> **THE PROBLEM**
Revise the listing below by changing every "one point per instance" to "a single point for each instance", leaving everything else untouched.

-- Start of SOURCE MATERIAL --

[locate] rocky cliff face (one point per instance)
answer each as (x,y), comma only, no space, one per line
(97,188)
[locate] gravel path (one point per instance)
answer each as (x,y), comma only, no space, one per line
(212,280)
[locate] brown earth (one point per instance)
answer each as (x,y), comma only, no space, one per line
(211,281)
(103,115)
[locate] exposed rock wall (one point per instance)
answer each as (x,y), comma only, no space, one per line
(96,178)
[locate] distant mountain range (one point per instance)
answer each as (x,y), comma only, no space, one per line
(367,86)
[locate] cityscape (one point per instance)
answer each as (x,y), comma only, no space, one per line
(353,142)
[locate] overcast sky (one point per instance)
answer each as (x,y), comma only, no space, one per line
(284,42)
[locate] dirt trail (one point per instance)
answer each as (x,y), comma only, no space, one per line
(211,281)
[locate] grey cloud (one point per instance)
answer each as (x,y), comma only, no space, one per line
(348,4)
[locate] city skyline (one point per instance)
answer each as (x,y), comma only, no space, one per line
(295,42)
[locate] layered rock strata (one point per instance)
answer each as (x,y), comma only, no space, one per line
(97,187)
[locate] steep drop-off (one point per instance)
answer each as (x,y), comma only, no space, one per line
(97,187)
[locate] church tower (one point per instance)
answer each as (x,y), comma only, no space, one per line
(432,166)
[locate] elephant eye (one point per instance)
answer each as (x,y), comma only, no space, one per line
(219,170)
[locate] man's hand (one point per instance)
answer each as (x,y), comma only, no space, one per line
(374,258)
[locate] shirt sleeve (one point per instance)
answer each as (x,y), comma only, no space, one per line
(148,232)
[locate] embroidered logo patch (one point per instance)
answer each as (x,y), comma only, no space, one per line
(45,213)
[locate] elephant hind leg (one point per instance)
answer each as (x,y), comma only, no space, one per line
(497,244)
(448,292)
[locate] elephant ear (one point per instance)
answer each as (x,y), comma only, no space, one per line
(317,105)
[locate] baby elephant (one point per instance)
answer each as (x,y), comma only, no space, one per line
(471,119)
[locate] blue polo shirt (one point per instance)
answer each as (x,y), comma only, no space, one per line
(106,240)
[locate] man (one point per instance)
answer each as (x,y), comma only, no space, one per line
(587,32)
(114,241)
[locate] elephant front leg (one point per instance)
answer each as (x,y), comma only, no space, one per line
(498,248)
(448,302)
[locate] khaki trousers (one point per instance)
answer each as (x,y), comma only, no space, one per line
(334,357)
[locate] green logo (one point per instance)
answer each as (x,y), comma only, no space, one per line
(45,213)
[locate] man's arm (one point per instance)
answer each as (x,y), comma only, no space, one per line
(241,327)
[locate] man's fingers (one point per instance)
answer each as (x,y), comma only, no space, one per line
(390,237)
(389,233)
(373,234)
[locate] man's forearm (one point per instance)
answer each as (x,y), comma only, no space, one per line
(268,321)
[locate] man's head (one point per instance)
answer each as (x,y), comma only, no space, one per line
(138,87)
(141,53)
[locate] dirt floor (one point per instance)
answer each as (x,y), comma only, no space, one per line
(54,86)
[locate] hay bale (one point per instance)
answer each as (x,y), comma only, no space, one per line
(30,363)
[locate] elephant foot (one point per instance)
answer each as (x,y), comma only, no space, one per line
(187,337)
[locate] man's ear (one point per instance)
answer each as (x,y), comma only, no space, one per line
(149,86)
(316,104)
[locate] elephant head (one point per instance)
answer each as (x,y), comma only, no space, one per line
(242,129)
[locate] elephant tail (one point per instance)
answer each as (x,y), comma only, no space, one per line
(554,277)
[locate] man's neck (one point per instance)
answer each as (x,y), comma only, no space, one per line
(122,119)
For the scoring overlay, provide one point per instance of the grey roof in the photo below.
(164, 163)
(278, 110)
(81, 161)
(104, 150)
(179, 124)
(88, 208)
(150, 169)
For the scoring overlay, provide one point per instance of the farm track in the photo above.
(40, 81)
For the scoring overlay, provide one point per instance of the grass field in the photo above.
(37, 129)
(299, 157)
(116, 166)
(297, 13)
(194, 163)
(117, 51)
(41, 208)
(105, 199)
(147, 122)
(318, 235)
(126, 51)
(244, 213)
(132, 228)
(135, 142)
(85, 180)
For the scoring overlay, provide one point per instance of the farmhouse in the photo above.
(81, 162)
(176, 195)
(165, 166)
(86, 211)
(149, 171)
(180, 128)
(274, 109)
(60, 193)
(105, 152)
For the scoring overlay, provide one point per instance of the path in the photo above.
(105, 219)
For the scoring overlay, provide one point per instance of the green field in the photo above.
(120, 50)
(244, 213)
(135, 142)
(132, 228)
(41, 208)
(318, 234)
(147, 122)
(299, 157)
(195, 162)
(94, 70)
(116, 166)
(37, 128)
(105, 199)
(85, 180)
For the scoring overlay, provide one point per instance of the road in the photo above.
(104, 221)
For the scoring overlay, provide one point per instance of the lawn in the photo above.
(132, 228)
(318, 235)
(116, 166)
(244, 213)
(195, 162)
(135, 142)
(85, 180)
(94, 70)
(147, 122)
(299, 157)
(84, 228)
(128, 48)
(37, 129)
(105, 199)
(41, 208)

-- End of SOURCE MATERIAL --

> **THE ANSWER**
[locate] rocky cliff face (a single point for each instance)
answer each as (x,y), comma only, no space, one per line
(97,188)
[locate] gravel path (a single point for each instance)
answer each as (x,y), comma only, no space, one per line
(212,280)
[locate] brown earth (a single point for each instance)
answer each as (x,y), comma only, no space, one per line
(211,281)
(103,115)
[locate] exposed rock wall (a single point for each instance)
answer each as (x,y), comma only, no space, one per line
(96,178)
[locate] distant mountain range (a single point for each instance)
answer each as (x,y), comma only, no space, one per line
(367,86)
[locate] cityscape (a single point for each instance)
answer each as (x,y), comma only, no space, one per line
(353,142)
[locate] overcast sky (a single point for each instance)
answer each as (x,y), comma only, no space, one per line
(284,42)
[locate] dirt trail (a single point for each instance)
answer each as (x,y), comma only, no space, one per line
(211,281)
[locate] grey cloud (a single point for each instance)
answer each as (x,y), comma only, no space, one per line
(348,4)
[locate] city skyline (a single point for each instance)
answer each as (x,y), comma only, no space, one per line
(295,42)
[locate] layered rock strata (a single point for each instance)
answer each as (x,y), comma only, no space, one per line
(97,187)
[locate] steep drop-off (a single point for each instance)
answer each as (x,y), comma only, no space, one per line
(97,187)
[locate] church tower (a single point for each instance)
answer each as (x,y), comma only, no space, one per line
(432,166)
[locate] elephant eye (a single point for each instance)
answer each as (x,y), comma only, no space, one per line
(219,170)
[locate] man's hand (a single point for each instance)
answer each as (x,y), comma only, no space, one per line
(374,258)
[locate] shirt sleeve (a single point for each instance)
answer each as (x,y), comma only, no space, one per line
(148,232)
[locate] embroidered logo patch (a single point for each instance)
answer each as (x,y), comma only, no space, one per line
(45,213)
[locate] elephant hind leg (a single point for each instance)
answer each as (x,y), comma only, no space, one per line
(497,244)
(448,292)
[locate] elephant ear (a single point for each instance)
answer each as (x,y), comma only, no space, one per line
(317,105)
[locate] baby elephant (a single point for each instance)
answer each as (x,y), comma only, no space, one per line
(471,119)
[locate] blue polo shirt (a single point for each instance)
answer each as (x,y), comma only, no space, one per line
(106,240)
[locate] man (a single point for each instance)
answer each as (x,y), comma only, no space, one per line
(587,32)
(114,241)
[locate] elephant front leg (a single point for each instance)
answer each as (x,y), comma only, no space, one per line
(498,248)
(448,302)
[locate] khaki trousers (a single point for each instance)
answer each as (x,y), comma only, no space, one per line
(334,357)
[locate] green logo (a single point for each instance)
answer each as (x,y), comma only, no space, one per line
(45,213)
[locate] man's arm (a single point for each instance)
answer each as (x,y), comma only, no space, one per line
(241,327)
[locate] man's fingers (a single point for each instance)
answer each as (x,y), comma only, no space, one per line
(390,237)
(389,233)
(373,234)
[locate] man's forearm (a single point for each instance)
answer each as (x,y), comma only, no space, one per line
(268,321)
[locate] man's head (a single point for each instance)
answer each as (x,y), comma only, no space, one per line
(138,87)
(141,53)
[locate] dirt floor (a single point for each instance)
answer each as (x,y), comma only, no space, one per line
(54,86)
[locate] hay bale (a single point for each instance)
answer each as (x,y), comma only, no space, one per line
(30,363)
[locate] elephant foot (a single point for each instance)
answer each as (x,y), comma only, no space, one per line
(187,337)
[locate] man's ear (a single point for each instance)
answer each as (x,y), comma only, no space, one per line
(149,86)
(316,104)
[locate] elephant head (a single point for each instance)
answer each as (x,y), comma only, no space, one per line
(242,129)
[locate] elephant tail (a single point for each instance)
answer each as (x,y), comma only, no space, one per line
(554,277)
[locate] man's neck (a single point for each instance)
answer each as (x,y), comma only, no space, one per line
(122,119)
For the scoring overlay, provide a single point for each instance of the grey roof in the photo below.
(164, 163)
(278, 110)
(81, 161)
(104, 150)
(179, 124)
(88, 208)
(150, 169)
For the scoring overlay, provide a single point for each instance of the farm track in the photo above.
(40, 81)
For the scoring overlay, provide a single point for each instance of the grass field in the photo above.
(37, 129)
(299, 157)
(116, 166)
(297, 13)
(194, 163)
(117, 51)
(41, 208)
(105, 199)
(147, 122)
(318, 235)
(126, 51)
(244, 213)
(132, 228)
(135, 142)
(85, 180)
For the scoring overlay, provide a single point for each instance of the farmhouse in the photo above.
(81, 162)
(176, 195)
(165, 166)
(86, 211)
(149, 171)
(180, 128)
(274, 109)
(60, 193)
(105, 152)
For the scoring overlay, provide a single point for each instance of the path in the photo above.
(105, 219)
For the scoring overlay, provide a single point for each instance of the green field in the photo above.
(120, 50)
(244, 213)
(135, 142)
(132, 228)
(41, 208)
(318, 234)
(147, 122)
(299, 157)
(195, 162)
(94, 70)
(116, 166)
(37, 128)
(105, 199)
(85, 180)
For the scoring overlay, provide a single point for each instance of the road in the photo above.
(104, 221)
For the scoring overlay, provide a single point for each instance of the lawn in the photo above.
(132, 228)
(318, 235)
(116, 166)
(244, 213)
(195, 162)
(135, 142)
(85, 180)
(94, 70)
(147, 122)
(299, 157)
(84, 228)
(128, 48)
(37, 129)
(105, 199)
(41, 208)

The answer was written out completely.